Records contained in a dataset:
━━━━━━━━━━
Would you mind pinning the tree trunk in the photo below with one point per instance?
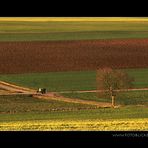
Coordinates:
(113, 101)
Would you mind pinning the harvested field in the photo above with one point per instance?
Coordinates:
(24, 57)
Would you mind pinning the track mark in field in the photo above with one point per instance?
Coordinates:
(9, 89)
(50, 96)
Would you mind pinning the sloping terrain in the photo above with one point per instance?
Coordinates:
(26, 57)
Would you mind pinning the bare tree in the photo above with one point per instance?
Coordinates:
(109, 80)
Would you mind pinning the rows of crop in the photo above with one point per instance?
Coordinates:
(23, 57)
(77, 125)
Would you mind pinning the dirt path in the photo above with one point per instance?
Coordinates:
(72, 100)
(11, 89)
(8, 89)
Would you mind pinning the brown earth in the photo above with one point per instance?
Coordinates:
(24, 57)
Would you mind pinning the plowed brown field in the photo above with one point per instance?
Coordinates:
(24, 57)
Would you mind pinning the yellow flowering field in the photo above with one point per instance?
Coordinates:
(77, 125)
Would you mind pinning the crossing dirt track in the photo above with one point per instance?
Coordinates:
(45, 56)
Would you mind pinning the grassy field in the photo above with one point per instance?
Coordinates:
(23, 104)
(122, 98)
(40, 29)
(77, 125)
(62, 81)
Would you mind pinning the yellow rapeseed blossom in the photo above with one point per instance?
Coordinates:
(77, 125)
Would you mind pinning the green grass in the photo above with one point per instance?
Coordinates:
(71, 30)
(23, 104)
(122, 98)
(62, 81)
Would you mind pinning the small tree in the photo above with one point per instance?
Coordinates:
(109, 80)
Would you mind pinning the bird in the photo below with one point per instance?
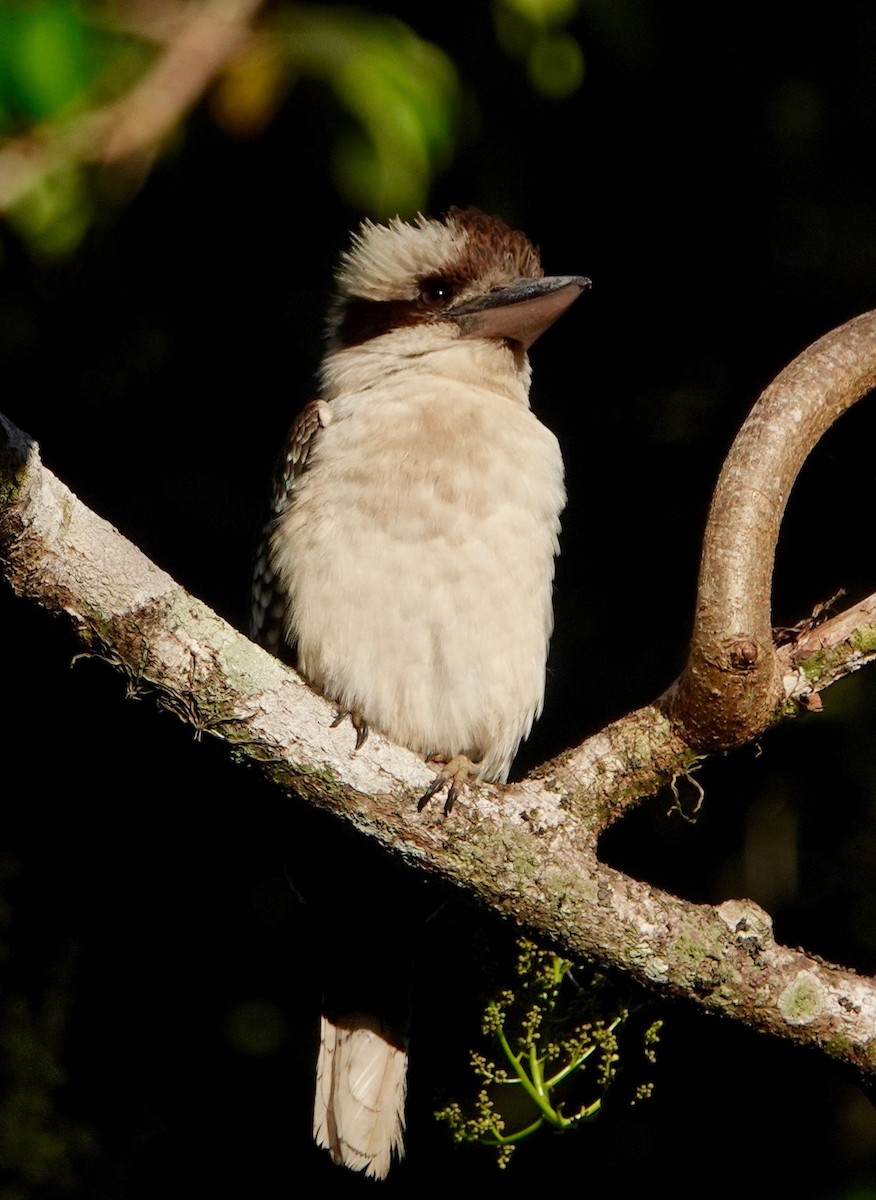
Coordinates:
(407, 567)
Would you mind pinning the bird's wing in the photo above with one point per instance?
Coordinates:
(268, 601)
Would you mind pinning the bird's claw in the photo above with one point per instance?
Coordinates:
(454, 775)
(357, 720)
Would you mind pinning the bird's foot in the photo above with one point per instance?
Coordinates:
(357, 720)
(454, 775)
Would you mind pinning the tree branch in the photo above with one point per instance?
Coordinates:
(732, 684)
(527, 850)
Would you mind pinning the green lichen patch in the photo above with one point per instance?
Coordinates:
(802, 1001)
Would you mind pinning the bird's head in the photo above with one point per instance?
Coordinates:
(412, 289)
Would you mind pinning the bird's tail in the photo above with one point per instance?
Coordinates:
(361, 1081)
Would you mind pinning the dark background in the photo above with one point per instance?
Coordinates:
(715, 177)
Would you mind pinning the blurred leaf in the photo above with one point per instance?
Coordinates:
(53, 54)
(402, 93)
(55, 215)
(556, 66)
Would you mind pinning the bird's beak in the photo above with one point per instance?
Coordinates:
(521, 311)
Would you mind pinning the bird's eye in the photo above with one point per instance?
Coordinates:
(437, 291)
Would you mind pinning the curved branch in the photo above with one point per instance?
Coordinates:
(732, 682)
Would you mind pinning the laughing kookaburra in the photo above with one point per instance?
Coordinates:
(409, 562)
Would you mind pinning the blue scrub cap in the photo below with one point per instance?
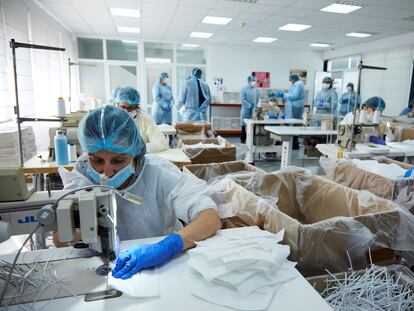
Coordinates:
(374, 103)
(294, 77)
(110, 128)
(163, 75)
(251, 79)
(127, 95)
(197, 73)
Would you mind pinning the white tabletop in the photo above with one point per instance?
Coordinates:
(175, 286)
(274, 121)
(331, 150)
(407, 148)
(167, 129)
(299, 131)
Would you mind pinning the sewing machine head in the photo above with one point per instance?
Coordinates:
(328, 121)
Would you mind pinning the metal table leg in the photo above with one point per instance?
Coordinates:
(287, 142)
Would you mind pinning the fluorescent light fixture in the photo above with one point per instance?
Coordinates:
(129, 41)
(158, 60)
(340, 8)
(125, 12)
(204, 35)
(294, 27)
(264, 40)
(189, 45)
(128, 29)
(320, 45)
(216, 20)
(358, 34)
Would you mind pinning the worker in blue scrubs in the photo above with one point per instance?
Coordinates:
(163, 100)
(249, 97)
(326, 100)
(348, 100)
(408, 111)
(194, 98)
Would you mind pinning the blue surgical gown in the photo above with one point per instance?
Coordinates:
━━━━━━━━━━
Reproduce each line word for word and drop the pictures.

Would you mind pinning the tree trunk in the photo below with one point per instance?
Coordinates:
(113, 101)
Would you mind pinning the harvested field in the photo above with one point per instance?
Coordinates:
(24, 57)
Would you mind pinning the track mark in field in the photo above with one point per instance?
Coordinates:
(9, 89)
(50, 96)
Would you mind pinning the sloping terrain in the photo above with one point per instance?
Coordinates:
(26, 57)
Would you mind pinning the bare tree in the photo above with one point per instance?
Coordinates:
(109, 80)
Would you mind pinning the rows of crop in the photo above with one point per instance?
Coordinates:
(23, 57)
(77, 125)
Would you mind pinning the dirt path in the photo above with one point per instance?
Coordinates:
(72, 100)
(11, 89)
(8, 89)
Would you mind pinning the brown earth in the photo above with one point per instance?
Coordinates:
(24, 57)
Would you mind pinning the plowed brown field in the photo above with one point per instance?
Coordinates:
(24, 57)
Would you mind pinning the yellow flowering field in the photo above with one point per instance?
Coordinates:
(77, 125)
Would you mind pinning the crossing dirt track in the photo above with one point per instance?
Coordinates:
(45, 56)
Would you mind pinning the grassy field in the photo above with one point per instance?
Coordinates:
(23, 104)
(122, 98)
(40, 29)
(77, 125)
(62, 81)
Would you mind pinning the yellow rapeseed blossom in the photo above with one point per instance?
Coordinates:
(77, 125)
Would you mind pinning the green grass in the photo above with one point per instance?
Coordinates:
(71, 30)
(23, 104)
(122, 98)
(62, 81)
Would you mind pinning the small tree in the photo above with one point per instance?
Coordinates:
(109, 80)
Would you mind pinning the bird in the photo below with one point per instance?
Coordinates:
(407, 567)
Would you mind pinning the bird's wing in the photo above with one point per instance?
Coordinates:
(268, 601)
Would you mind pinning the bird's claw in the photo above with one point per instance?
Coordinates:
(454, 775)
(357, 720)
Would you mind pinning the bird's foot in the photo above with one point per instance?
Coordinates:
(357, 720)
(454, 775)
Would you mind pinning the tree branch in the photo above with one point per instance?
Coordinates:
(732, 684)
(527, 850)
Would you mind pinning the green lichen patch in the photo above with one point per instance?
Coordinates:
(802, 1001)
Would you mind pinning the bird's head in the photo above with one point per instance?
Coordinates:
(412, 289)
Would you mind pinning the bird's tail in the photo above with one point per instance?
Coordinates:
(361, 1081)
Would you mind pinning the dark background in the photo above with one point per instance?
Coordinates:
(715, 177)
Would you mind pinning the blurred leaf in the photo above with one point per instance?
Coordinates:
(53, 54)
(402, 93)
(55, 215)
(556, 66)
Would you mind pinning the bird's beak in the photo above with one point per instance?
Coordinates:
(521, 311)
Would you mind pinning the bird's eye in the photo above with one point per instance?
Coordinates:
(437, 291)
Would you mind pinning the curved branch in the photo above with one point per instance?
Coordinates:
(732, 682)
Would you mind pinning the laughing kookaburra in the photo above with one point per instance?
Coordinates:
(409, 562)
Would you mind pinning the blue scrub cap in the photo below with one point per instance?
Coordinates:
(374, 103)
(294, 77)
(110, 128)
(163, 75)
(251, 79)
(127, 95)
(197, 73)
Would you mind pinning the white tabletop in the photo above with one point per instance?
Coordinates:
(175, 286)
(274, 121)
(331, 150)
(407, 148)
(167, 129)
(299, 131)
Would you mind pinning the sewing machine head in the photo above with one point per instance?
Coordinates:
(328, 121)
Would you mind pinning the metal table leg in the photo above with one point per instance?
Coordinates:
(287, 142)
Would you mind pinning the fluorescent light fixture in the photo above with one point per instance?
Coordinates:
(129, 41)
(158, 60)
(340, 8)
(125, 12)
(204, 35)
(294, 27)
(264, 40)
(189, 45)
(128, 29)
(320, 45)
(216, 20)
(358, 34)
Would you mind pinning the worker in blue scrubs in the photo above with one point per instance?
Coordinates:
(163, 100)
(249, 97)
(326, 100)
(348, 100)
(408, 111)
(194, 98)
Would you mind pinning the blue surgical gown in the photo above with one point per instance?
Coordinates:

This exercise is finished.